*Aim of the task*
List every line of the data below that contains the string "negative", copying each such line in full. Treat the match as case-sensitive.

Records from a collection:
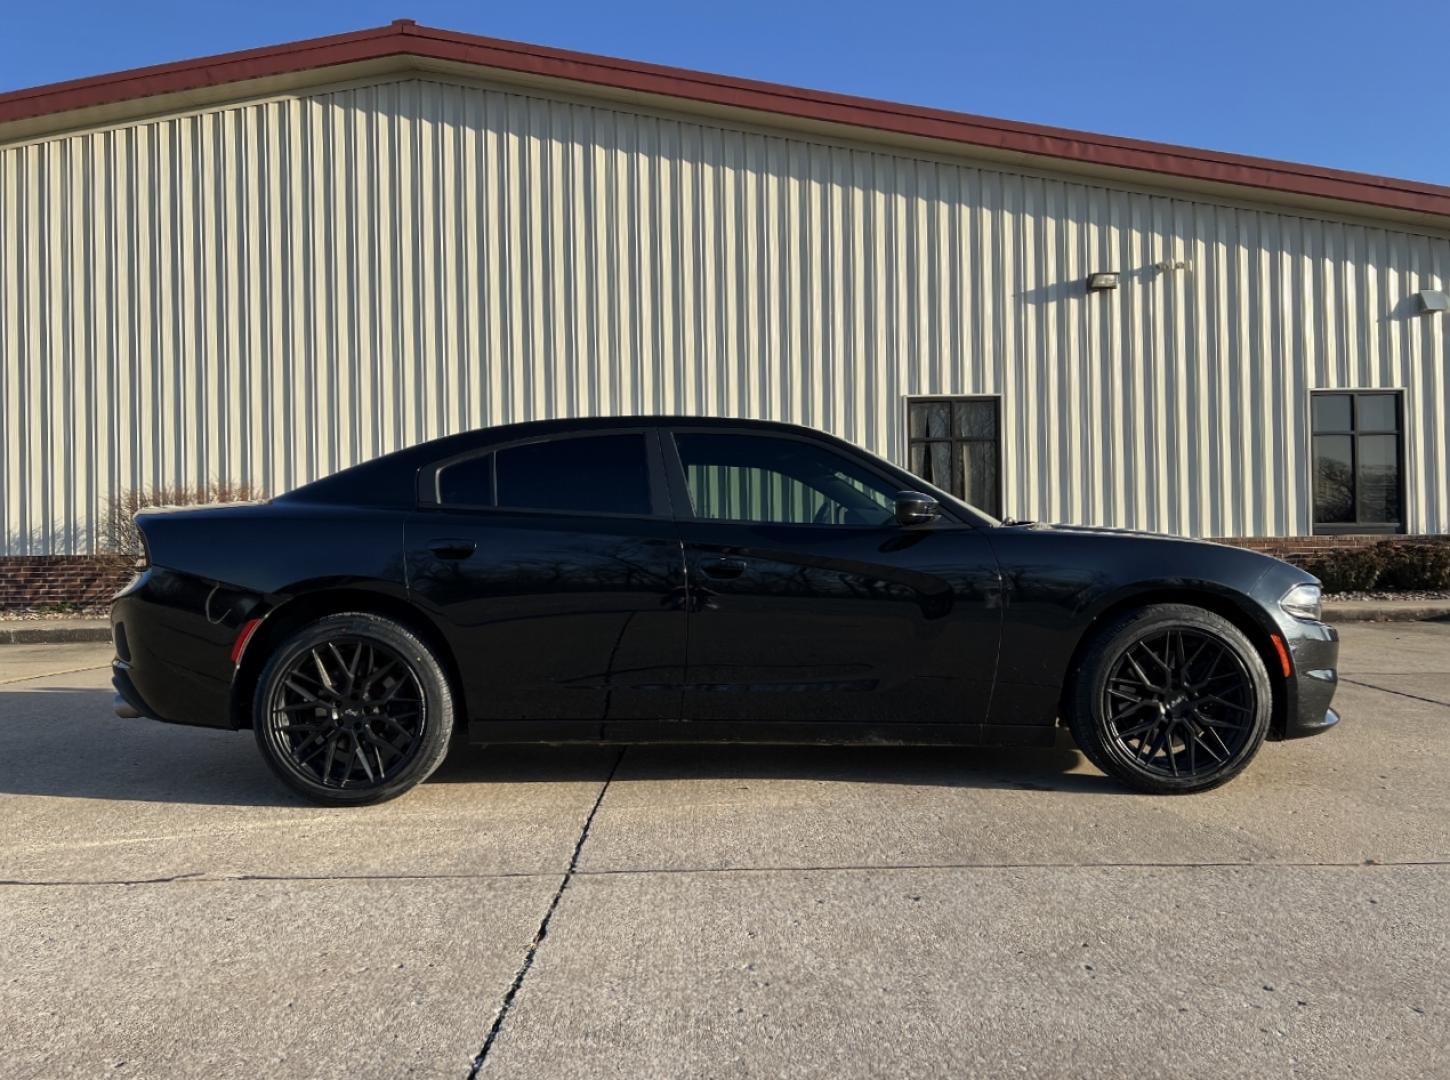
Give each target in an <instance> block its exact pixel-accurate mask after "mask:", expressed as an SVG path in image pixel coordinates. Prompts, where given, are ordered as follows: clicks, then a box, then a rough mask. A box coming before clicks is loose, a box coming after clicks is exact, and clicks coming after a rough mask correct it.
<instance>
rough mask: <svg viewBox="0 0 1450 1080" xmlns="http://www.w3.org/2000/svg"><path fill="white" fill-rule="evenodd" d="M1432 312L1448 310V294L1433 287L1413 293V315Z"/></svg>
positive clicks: (1449, 311) (1432, 312) (1424, 288)
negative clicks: (1414, 307)
mask: <svg viewBox="0 0 1450 1080" xmlns="http://www.w3.org/2000/svg"><path fill="white" fill-rule="evenodd" d="M1434 312H1450V296H1446V294H1444V293H1438V291H1435V290H1434V288H1424V290H1421V291H1418V293H1415V315H1431V313H1434Z"/></svg>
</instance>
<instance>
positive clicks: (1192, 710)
mask: <svg viewBox="0 0 1450 1080" xmlns="http://www.w3.org/2000/svg"><path fill="white" fill-rule="evenodd" d="M1073 678H1074V684H1073V687H1072V691H1070V694H1069V700H1067V725H1069V728H1070V729H1072V734H1073V738H1074V739H1076V741H1077V745H1079V747H1080V748H1082V751H1083V752H1085V754H1086V755H1087V758H1089V760H1090V761H1092V763H1093V764H1095V765H1098V767H1099V768H1101V770H1102V771H1105V773H1108V774H1109V776H1112V777H1116V778H1118V780H1122V781H1124V783H1127V784H1130V786H1131V787H1135V789H1138V790H1140V792H1151V793H1156V794H1170V793H1189V792H1203V790H1208V789H1209V787H1217V786H1218V784H1222V783H1225V781H1228V780H1231V778H1234V777H1235V776H1238V773H1241V771H1243V770H1244V767H1246V765H1247V764H1248V763H1250V761H1251V760H1253V757H1254V754H1257V752H1259V747H1260V744H1261V742H1263V739H1264V734H1266V732H1267V731H1269V720H1270V715H1272V712H1273V691H1272V689H1270V686H1269V673H1267V671H1266V670H1264V664H1263V660H1261V658H1260V657H1259V652H1257V651H1256V649H1254V647H1253V644H1251V642H1250V641H1248V638H1246V636H1244V634H1243V631H1240V629H1238V628H1237V626H1234V625H1232V623H1231V622H1228V619H1224V618H1222V616H1219V615H1215V613H1214V612H1208V610H1203V609H1202V607H1192V606H1188V605H1153V606H1148V607H1141V609H1138V610H1134V612H1128V613H1125V615H1122V616H1119V618H1116V619H1114V620H1112V622H1111V623H1109V625H1106V626H1103V628H1101V629H1099V631H1098V632H1096V634H1095V635H1093V638H1092V639H1090V641H1089V644H1087V648H1086V649H1085V654H1083V658H1082V662H1080V664H1079V665H1077V670H1076V673H1074V674H1073Z"/></svg>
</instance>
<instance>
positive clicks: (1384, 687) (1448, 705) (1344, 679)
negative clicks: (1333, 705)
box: [1340, 676, 1450, 709]
mask: <svg viewBox="0 0 1450 1080" xmlns="http://www.w3.org/2000/svg"><path fill="white" fill-rule="evenodd" d="M1340 681H1341V683H1350V684H1351V686H1362V687H1364V689H1366V690H1379V691H1380V693H1386V694H1399V696H1401V697H1409V699H1411V700H1415V702H1424V703H1425V705H1438V706H1440V707H1441V709H1450V702H1441V700H1438V699H1435V697H1421V696H1420V694H1408V693H1405V691H1404V690H1392V689H1389V687H1388V686H1375V683H1362V681H1360V680H1357V678H1346V677H1344V676H1340Z"/></svg>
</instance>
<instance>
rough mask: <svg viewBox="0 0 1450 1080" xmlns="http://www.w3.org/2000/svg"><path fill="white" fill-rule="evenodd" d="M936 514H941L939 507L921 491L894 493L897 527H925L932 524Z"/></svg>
mask: <svg viewBox="0 0 1450 1080" xmlns="http://www.w3.org/2000/svg"><path fill="white" fill-rule="evenodd" d="M938 513H941V506H938V504H937V500H935V499H932V497H931V496H929V494H922V493H921V491H898V493H896V523H898V525H927V523H928V522H934V520H935V519H937V515H938Z"/></svg>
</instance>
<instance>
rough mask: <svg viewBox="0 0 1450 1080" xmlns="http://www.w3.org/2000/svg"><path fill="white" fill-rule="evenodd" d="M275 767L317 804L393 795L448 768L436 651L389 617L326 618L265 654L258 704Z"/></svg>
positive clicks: (445, 738) (445, 731)
mask: <svg viewBox="0 0 1450 1080" xmlns="http://www.w3.org/2000/svg"><path fill="white" fill-rule="evenodd" d="M252 728H254V731H255V734H257V745H258V747H260V748H261V751H262V757H264V758H265V760H267V764H268V765H270V767H271V770H273V771H274V773H276V774H277V776H278V777H280V778H281V781H283V783H286V784H287V786H289V787H291V789H293V790H294V792H299V793H300V794H303V796H306V797H307V799H312V800H313V802H318V803H326V805H332V806H360V805H364V803H377V802H383V800H386V799H394V797H397V796H400V794H403V793H405V792H407V790H409V789H412V787H413V786H416V784H419V783H422V781H423V780H426V778H428V777H429V776H431V774H432V771H434V770H435V768H438V765H439V764H441V763H442V760H444V755H445V754H447V751H448V738H450V734H451V732H452V694H451V693H450V687H448V678H447V676H445V674H444V670H442V667H441V665H439V662H438V658H436V657H435V655H434V652H432V649H429V648H428V645H425V644H423V642H422V641H419V639H418V636H415V635H413V634H412V631H409V629H406V628H405V626H400V625H399V623H396V622H392V620H390V619H383V618H378V616H376V615H365V613H347V615H329V616H328V618H325V619H319V620H318V622H315V623H312V625H309V626H305V628H302V629H300V631H297V632H296V634H294V635H293V636H291V638H289V639H287V641H284V642H283V644H281V645H280V647H278V648H277V651H276V652H273V655H271V657H270V658H268V661H267V664H265V667H264V668H262V671H261V676H260V677H258V680H257V694H255V699H254V703H252Z"/></svg>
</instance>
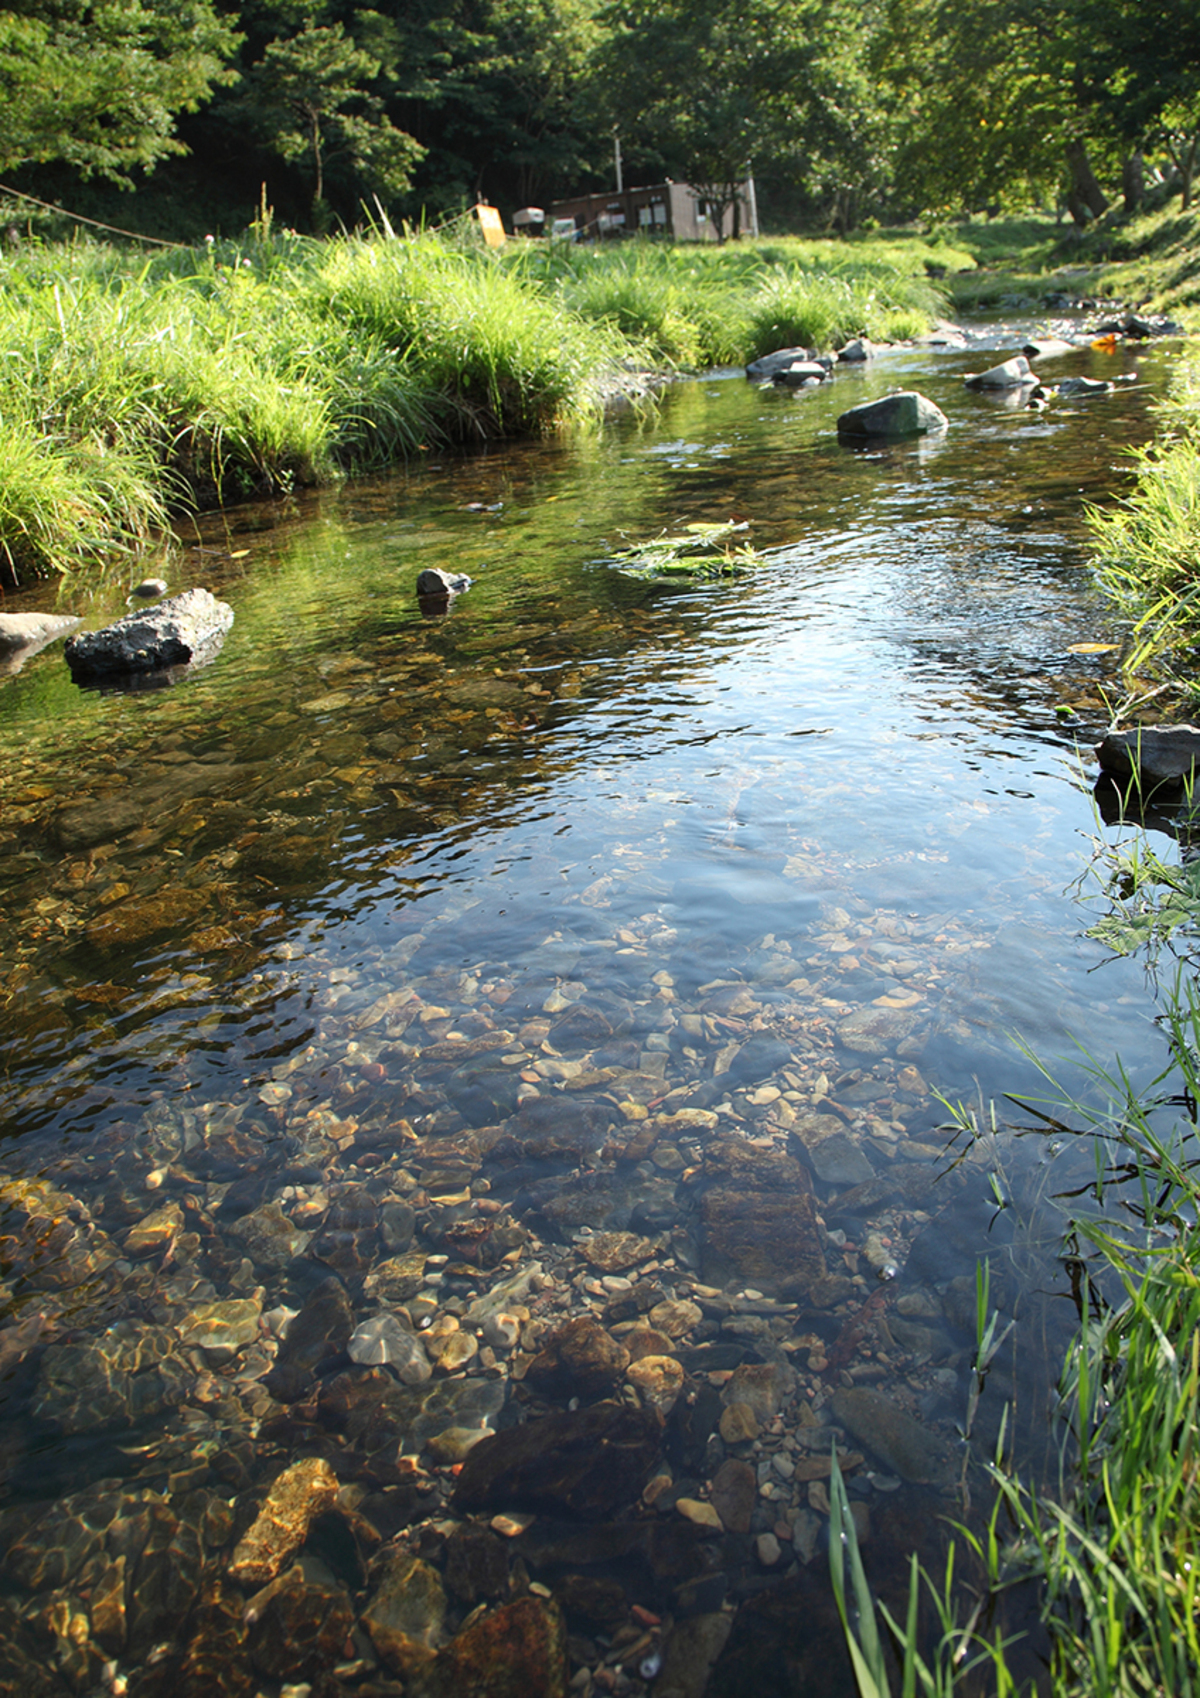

*Solved exercise*
negative clicks: (1414, 307)
negative clicks: (1333, 705)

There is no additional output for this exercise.